Information given section start
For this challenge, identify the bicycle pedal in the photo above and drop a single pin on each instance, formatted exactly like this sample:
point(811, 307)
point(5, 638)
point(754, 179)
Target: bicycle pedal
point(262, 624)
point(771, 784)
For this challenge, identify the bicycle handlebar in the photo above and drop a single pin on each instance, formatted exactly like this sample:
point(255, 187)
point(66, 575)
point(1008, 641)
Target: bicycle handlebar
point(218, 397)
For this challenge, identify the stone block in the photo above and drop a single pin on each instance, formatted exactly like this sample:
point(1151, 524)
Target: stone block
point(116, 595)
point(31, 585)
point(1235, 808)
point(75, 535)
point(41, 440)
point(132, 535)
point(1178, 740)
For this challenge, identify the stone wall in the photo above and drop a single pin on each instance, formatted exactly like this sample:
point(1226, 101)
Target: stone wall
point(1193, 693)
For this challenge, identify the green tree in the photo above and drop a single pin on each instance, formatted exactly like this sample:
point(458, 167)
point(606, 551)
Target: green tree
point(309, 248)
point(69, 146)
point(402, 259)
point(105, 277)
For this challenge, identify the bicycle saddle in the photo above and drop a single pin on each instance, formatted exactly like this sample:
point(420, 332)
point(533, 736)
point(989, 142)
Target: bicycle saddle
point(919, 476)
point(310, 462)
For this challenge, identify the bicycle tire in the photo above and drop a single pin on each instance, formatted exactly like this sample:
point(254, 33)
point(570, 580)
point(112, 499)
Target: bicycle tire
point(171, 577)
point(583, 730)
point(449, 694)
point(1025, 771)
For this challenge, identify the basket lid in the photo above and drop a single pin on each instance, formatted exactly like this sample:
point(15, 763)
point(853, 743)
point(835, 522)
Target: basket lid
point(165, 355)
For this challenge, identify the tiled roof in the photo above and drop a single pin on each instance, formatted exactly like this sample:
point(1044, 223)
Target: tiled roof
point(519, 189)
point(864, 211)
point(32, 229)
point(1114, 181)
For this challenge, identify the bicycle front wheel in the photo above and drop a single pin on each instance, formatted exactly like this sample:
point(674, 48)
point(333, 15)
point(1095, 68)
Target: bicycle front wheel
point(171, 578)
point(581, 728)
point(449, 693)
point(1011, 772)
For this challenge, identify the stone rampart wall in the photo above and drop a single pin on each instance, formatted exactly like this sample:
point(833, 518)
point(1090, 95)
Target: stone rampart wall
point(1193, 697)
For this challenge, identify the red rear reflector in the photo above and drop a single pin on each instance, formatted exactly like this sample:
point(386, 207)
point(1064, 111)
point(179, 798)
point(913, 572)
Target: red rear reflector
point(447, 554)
Information given section end
Directions for this task: Copy exactly the stretch of data above from the line with "point(66, 575)" through the line with "point(1151, 524)", and omit all other lines.

Result of the task:
point(66, 575)
point(1008, 641)
Target: bicycle handlebar
point(218, 397)
For this challenge, identify the stone block in the photo above and drop a single pin on each instance, formatted exactly like this sample:
point(1151, 524)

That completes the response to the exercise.